Required tasks:
[A] Copy the rows word for word, taking the stretch from the line containing "pink flower. Keep to one point per instance." through the last row.
[B] Continue the PylateModelCardData documentation from the point where it stops.

Article:
++++++++

PylateModelCardData¶

A dataclass for storing data used in the model card.

Parameters¶

language ('str | list[str] | None') – defaults to <factory>

The model language, either a string or a list of strings, e.g., "en" or ["en", "de", "nl"].
license ('str | None') – defaults to None

The license of the model, e.g., "apache-2.0", "mit", or "cc-by-nc-sa-4.0".
model_name ('str | None') – defaults to None

The pretty name of the model, e.g., "SentenceTransformer based on microsoft/mpnet-base".
model_id ('str | None') – defaults to None

The model ID for pushing the model to the Hub, e.g., "tomaarsen/sbert-mpnet-base-allnli".
train_datasets ('list[dict[str, str]]') – defaults to <factory>

A list of dictionaries containing names and/or Hugging Face dataset IDs for training datasets, e.g., [{"name": "SNLI", "id": "stanfordnlp/snli"}, {"name": "MultiNLI", "id": "nyu-mll/multi_nli"}, {"name": "STSB"}].
eval_datasets ('list[dict[str, str]]') – defaults to <factory>

A list of dictionaries containing names and/or Hugging Face dataset IDs for evaluation datasets, e.g., [{"name": "SNLI", "id": "stanfordnlp/snli"}, {"id": "mteb/stsbenchmark-sts"}].
task_name ('str') – defaults to semantic textual similarity, semantic search, paraphrase mining, text classification, clustering, and more

The human-readable task the model is trained on, e.g., "semantic textual similarity, semantic search, paraphrase mining, text classification, clustering, and more".
tags ('list[str] | None') – defaults to <factory>

A list of tags for the model, e.g., ["sentence-transformers", "sentence-similarity", "feature-extraction"].
generate_widget_examples ("Literal['deprecated']") – defaults to deprecated

Attributes¶

base_model
base_model_revision
best_model_step
code_carbon_callback
license
model
model_id
model_name
predict_example
trainer

Methods¶

add_tags

compute_dataset_metrics

Given a dataset, compute the following: * Dataset Size * Dataset Columns * Dataset Stats - Strings: min, mean, max word count/token length - Integers: Counter() instance - Floats: min, mean, max range - List: number of elements or min, mean, max number of elements * 3 Example samples * Loss function name - Loss function config

Parameters

dataset ('Dataset | IterableDataset | None')
dataset_info ('dict[str, Any]')
loss ('dict[str, nn.Module] | nn.Module | None')

extract_dataset_metadata

format_eval_metrics

Format the evaluation metrics for the model card.

++++++++

Dataset rows on where objects appear:
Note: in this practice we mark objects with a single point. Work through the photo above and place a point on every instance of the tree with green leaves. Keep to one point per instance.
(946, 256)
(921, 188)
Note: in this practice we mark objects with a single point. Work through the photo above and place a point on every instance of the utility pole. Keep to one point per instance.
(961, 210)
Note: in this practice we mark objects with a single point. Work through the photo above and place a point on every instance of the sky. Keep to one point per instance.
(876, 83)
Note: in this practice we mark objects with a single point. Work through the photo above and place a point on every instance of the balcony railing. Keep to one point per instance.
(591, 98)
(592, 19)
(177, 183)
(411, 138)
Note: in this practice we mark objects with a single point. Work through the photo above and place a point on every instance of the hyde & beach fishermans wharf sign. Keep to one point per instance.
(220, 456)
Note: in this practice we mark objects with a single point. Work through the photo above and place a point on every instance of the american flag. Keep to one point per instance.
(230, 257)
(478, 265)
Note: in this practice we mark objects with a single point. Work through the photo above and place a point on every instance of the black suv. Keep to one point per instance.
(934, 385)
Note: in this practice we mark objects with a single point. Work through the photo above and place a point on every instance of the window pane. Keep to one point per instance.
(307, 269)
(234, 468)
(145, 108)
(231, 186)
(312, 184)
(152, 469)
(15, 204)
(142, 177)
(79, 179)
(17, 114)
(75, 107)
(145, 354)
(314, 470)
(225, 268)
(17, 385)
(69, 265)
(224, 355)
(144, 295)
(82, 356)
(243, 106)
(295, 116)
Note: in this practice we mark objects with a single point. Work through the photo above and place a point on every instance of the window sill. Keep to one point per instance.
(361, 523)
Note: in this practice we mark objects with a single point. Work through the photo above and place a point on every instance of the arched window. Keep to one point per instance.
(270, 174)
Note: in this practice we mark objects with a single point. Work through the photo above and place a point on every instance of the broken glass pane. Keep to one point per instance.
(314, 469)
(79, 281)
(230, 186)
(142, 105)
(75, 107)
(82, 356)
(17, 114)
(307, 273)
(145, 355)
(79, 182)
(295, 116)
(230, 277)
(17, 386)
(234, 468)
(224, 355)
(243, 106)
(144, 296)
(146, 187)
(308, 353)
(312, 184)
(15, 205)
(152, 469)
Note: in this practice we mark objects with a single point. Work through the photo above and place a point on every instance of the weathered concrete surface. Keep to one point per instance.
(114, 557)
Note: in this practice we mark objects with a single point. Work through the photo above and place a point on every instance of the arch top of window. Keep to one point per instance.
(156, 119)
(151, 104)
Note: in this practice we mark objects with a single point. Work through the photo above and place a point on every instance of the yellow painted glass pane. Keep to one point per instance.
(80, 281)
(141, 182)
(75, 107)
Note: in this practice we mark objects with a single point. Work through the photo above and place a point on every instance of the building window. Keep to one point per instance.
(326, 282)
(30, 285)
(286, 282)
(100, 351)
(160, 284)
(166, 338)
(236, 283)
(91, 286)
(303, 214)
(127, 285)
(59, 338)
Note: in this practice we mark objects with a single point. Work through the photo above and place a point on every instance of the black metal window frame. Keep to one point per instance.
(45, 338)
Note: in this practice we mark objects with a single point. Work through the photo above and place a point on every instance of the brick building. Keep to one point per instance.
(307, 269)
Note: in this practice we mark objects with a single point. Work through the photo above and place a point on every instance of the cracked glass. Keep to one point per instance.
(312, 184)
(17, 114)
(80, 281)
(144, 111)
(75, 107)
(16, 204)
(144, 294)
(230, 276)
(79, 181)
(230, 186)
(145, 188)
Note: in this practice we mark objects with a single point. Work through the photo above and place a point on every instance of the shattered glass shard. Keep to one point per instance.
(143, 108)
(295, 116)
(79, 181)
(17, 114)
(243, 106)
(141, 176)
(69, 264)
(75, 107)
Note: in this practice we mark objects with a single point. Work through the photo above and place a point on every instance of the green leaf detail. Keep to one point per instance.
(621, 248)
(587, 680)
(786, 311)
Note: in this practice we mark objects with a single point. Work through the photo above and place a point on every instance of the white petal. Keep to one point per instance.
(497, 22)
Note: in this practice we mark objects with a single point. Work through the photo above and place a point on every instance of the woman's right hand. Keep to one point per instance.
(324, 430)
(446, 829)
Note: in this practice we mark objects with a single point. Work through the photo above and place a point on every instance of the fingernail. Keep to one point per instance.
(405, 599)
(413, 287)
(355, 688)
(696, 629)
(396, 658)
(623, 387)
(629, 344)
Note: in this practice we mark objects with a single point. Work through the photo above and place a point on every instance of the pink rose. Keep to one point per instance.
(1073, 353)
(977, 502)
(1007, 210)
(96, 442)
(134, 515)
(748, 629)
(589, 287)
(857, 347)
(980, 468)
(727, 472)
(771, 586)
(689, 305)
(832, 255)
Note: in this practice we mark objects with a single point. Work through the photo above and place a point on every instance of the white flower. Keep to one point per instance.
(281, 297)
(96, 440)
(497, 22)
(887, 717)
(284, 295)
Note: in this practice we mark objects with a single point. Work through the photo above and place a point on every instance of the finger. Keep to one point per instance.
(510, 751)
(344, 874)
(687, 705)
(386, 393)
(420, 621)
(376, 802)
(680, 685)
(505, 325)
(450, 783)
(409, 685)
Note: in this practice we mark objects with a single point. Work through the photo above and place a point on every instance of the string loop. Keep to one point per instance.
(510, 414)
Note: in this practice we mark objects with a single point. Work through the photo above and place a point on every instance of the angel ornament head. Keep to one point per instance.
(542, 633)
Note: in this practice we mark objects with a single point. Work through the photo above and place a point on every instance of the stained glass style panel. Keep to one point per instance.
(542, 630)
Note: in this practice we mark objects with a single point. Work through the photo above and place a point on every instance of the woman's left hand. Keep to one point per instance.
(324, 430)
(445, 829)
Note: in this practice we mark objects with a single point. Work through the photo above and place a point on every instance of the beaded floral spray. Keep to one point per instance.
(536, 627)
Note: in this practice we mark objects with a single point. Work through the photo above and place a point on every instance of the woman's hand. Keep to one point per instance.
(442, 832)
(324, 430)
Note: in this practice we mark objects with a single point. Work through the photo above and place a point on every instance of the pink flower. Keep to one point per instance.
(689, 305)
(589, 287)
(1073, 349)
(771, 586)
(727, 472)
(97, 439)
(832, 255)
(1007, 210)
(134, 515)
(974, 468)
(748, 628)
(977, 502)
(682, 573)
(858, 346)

++++++++

Answers given:
[A]
Note: in this practice we mark objects with a single point. Work through the photo above and place a point on every instance of the pink flower. Keep to one point per instance.
(689, 305)
(589, 287)
(1073, 349)
(771, 586)
(727, 472)
(97, 439)
(832, 255)
(1007, 210)
(134, 515)
(974, 468)
(748, 628)
(977, 502)
(682, 573)
(858, 346)

[B]
The following keys will be returned: - eval_metrics: A list of dictionaries containing the class name, description, dataset name, and a markdown table This is used to display the evaluation metrics in the model card. - metrics: A list of all metric keys. This is used in the model card metadata. - model-index: A list of dictionaries containing the task name, task type, dataset type, dataset name, metric name, metric type, and metric value. This is used to display the evaluation metrics in the model card metadata.

format_training_logs

get

Get value for a given metadata key.

Parameters

key (str)
default (Any) – defaults to None

get_codecarbon_data

get_model_specific_metadata

infer_datasets

pop

Pop value for a given metadata key.

Parameters

key (str)
default (Any) – defaults to None

register_model

set_base_model

set_best_model_step

set_evaluation_metrics

set_label_examples

set_language

set_license

set_losses

set_model_id

set_widget_examples

A function to create widget examples from a dataset. For now, set_widget_examples is not compatible with our transform/map operations, so we make it a no-op until it is fixed

Parameters

dataset ('Dataset | DatasetDict')

to_dict

Converts CardData to a dict.

Returns: dict: CardData represented as a dictionary ready to be dumped to a YAML block for inclusion in a README.md file.

to_yaml

Dumps CardData to a YAML block for inclusion in a README.md file.

Args: line_break (str, optional): The line break to use when dumping to yaml. Returns: str: CardData represented as a YAML block.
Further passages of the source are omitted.